Page excerpt
A bite from a bacteria-infected tick causes Lyme disease. If you get the disease, you might have lingering symptoms. Some people have ongoing pain and fatigue, says Afton Hassett, PsyD, principal investigator at the Chronic Pain and Fatigue Research Center at University of Michigan.
Dos and Don’ts of Getting Help
If you think you may have this syndrome, experts suggest these tips:
Don’t assume. Tell your doctor your symptoms, and let her check you.
Don’t rush to a specialist. For an accurate diagnosis, start with a primary care doctor, says Eugene Shapiro, MD. He's a professor of pediatrics, epidemiology, and investigative medicine at Yale School of Public Health.
Do take your antibiotic as prescribed. Even if you feel better, continue the course. It’s 4 weeks of medications at most. Some experts believe stopping the drugs before your prescription ends may cause symptoms to linger.
Do find experts who can help your symptoms. Ask your doctor if it would be worth your while to visit naturopaths, traditional Chinese medicine doctors, psychologists, or other experts. Many medical centers have complementary and alternative medicine experts on site.
Talk with your doctor about:
- Meds to help you sleep. “Disrupted sleep could very well be making many of these symptoms worse,” says Hassett.
- Chinese medicine. Herbs may be used to tame reactions that trigger inflammation, and help symptoms such as joint pain and “brain fog.”

(Data entries)

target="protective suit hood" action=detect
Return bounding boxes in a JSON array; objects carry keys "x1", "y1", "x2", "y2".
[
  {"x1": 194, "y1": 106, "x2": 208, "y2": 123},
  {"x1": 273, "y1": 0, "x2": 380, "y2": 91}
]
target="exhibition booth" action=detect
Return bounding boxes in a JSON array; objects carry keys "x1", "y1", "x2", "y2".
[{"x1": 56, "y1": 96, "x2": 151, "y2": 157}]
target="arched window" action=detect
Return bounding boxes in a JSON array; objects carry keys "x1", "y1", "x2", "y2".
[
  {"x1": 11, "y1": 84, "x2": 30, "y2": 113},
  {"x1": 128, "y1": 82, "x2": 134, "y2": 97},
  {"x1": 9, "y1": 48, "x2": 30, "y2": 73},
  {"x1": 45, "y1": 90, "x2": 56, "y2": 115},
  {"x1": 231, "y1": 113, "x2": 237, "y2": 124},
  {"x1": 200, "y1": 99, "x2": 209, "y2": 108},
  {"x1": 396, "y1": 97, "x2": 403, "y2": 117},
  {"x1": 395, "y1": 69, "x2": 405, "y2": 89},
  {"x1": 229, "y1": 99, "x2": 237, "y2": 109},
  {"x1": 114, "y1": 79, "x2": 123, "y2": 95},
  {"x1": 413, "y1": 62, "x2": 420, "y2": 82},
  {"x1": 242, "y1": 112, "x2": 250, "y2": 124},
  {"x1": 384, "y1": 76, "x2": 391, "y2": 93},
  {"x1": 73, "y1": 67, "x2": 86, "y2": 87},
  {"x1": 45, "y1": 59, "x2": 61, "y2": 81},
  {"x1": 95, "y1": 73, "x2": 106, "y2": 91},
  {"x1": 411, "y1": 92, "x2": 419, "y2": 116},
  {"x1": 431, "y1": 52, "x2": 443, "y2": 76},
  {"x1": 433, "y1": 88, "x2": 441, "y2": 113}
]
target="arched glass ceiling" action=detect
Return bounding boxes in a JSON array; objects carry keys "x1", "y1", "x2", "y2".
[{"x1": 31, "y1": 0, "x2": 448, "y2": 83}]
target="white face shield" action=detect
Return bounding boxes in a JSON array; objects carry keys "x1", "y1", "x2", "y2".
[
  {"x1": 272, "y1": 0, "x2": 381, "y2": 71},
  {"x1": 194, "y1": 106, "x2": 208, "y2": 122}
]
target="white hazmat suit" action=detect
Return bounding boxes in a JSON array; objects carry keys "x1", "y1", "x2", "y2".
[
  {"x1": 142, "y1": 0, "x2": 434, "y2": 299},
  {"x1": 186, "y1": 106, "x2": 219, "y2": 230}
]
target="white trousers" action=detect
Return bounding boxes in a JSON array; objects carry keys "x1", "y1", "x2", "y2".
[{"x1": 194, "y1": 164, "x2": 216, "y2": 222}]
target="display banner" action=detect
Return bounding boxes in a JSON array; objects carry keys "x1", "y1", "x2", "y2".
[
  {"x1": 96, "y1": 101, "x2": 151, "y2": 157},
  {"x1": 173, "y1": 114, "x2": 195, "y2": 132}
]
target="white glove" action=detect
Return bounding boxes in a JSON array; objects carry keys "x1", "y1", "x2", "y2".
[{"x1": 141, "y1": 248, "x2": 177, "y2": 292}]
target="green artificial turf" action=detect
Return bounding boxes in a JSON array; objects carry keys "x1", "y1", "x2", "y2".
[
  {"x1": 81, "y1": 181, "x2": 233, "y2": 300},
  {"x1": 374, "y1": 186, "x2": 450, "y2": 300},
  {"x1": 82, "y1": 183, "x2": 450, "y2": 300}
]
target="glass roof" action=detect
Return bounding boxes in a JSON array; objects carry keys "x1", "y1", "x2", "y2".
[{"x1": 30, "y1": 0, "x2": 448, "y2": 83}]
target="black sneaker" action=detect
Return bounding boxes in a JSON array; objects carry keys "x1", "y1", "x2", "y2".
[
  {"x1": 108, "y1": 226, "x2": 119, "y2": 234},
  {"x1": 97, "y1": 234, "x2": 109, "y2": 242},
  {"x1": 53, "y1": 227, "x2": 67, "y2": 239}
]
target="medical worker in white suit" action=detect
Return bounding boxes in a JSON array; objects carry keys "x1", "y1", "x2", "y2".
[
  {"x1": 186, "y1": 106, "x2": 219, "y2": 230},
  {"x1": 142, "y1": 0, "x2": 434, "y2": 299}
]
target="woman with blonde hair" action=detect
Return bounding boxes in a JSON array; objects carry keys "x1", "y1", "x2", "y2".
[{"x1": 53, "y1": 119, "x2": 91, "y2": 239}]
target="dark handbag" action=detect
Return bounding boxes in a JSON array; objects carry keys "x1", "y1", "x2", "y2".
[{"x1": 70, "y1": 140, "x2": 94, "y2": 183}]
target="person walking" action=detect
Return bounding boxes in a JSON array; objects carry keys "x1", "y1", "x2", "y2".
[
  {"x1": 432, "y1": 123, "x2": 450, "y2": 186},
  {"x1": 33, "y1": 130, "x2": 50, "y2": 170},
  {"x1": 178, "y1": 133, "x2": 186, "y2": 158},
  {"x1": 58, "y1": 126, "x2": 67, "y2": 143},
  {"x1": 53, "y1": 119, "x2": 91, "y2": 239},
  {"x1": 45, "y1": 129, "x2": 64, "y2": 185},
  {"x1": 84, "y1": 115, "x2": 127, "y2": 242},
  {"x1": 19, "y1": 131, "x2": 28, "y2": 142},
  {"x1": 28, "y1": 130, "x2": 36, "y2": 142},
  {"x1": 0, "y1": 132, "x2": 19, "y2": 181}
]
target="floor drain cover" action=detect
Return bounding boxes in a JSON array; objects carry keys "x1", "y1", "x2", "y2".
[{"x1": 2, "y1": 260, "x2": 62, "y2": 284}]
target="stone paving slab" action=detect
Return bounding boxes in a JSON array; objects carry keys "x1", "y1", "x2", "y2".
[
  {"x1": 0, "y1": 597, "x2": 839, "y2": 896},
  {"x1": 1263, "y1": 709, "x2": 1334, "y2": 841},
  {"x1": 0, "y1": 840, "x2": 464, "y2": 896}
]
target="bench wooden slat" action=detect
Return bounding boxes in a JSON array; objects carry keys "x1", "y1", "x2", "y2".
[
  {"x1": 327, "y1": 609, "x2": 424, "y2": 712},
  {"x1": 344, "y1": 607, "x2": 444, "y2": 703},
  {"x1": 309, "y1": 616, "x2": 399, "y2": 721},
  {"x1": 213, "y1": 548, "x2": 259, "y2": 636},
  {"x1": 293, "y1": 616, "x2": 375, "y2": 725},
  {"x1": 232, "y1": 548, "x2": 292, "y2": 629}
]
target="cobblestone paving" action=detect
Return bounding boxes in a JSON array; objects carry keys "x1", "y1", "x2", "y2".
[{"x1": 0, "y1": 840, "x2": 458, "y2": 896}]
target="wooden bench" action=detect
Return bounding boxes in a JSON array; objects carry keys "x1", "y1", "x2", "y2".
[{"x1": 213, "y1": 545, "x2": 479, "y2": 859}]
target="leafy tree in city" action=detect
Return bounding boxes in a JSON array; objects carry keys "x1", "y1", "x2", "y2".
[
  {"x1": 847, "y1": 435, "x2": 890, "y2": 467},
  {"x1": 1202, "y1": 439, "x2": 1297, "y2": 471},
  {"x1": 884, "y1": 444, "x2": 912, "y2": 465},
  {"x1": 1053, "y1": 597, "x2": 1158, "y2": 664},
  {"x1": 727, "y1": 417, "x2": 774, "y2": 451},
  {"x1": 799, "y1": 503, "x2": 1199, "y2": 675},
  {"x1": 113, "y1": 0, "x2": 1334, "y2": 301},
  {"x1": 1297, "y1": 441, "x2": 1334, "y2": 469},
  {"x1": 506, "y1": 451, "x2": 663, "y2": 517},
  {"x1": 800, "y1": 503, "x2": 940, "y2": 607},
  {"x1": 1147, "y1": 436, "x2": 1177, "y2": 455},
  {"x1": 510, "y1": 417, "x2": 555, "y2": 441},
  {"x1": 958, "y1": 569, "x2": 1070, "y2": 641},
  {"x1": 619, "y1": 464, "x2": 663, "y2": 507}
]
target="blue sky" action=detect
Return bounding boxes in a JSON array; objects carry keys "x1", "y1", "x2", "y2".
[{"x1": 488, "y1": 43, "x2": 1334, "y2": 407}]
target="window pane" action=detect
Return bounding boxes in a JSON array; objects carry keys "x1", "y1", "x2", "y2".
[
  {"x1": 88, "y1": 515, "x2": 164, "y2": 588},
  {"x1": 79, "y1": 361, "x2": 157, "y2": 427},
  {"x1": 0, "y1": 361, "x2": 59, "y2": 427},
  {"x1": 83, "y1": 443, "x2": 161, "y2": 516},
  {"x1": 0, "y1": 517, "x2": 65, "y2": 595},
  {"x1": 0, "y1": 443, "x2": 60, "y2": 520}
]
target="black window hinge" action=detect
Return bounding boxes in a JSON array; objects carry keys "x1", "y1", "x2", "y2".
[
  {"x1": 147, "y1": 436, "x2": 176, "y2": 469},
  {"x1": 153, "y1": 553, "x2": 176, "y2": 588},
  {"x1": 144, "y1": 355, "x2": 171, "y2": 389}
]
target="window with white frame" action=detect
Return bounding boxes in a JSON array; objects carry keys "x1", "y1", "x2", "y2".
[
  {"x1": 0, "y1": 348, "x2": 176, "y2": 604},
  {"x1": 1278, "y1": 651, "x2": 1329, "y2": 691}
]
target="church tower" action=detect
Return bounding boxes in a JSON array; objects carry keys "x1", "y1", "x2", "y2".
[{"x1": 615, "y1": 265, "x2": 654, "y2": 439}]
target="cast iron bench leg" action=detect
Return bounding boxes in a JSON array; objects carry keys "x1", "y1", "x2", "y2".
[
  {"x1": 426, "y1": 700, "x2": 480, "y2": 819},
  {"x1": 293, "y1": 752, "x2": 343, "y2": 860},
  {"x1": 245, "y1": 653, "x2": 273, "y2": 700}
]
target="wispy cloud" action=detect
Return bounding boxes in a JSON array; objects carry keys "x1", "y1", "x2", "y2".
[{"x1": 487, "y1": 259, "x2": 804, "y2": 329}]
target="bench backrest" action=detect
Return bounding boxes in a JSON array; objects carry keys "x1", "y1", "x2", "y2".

Problem description
Decide whether each statement agrees with the Lyme disease page above, answering yes or no and quoting the words from the page that decide it. (a) A course of antibiotics for the disease lasts 4 weeks at most. (b) For an accurate diagnosis, the experts advise seeing a specialist first. (c) Herbs may help with joint pain.

Task solution
(a) Yes: "It’s 4 weeks of medications at most."
(b) No: "Don’t rush to a specialist. For an accurate diagnosis, start with a primary care doctor"
(c) Yes: "Herbs may be used to tame reactions that trigger inflammation, and help symptoms such as joint pain and “brain fog.”"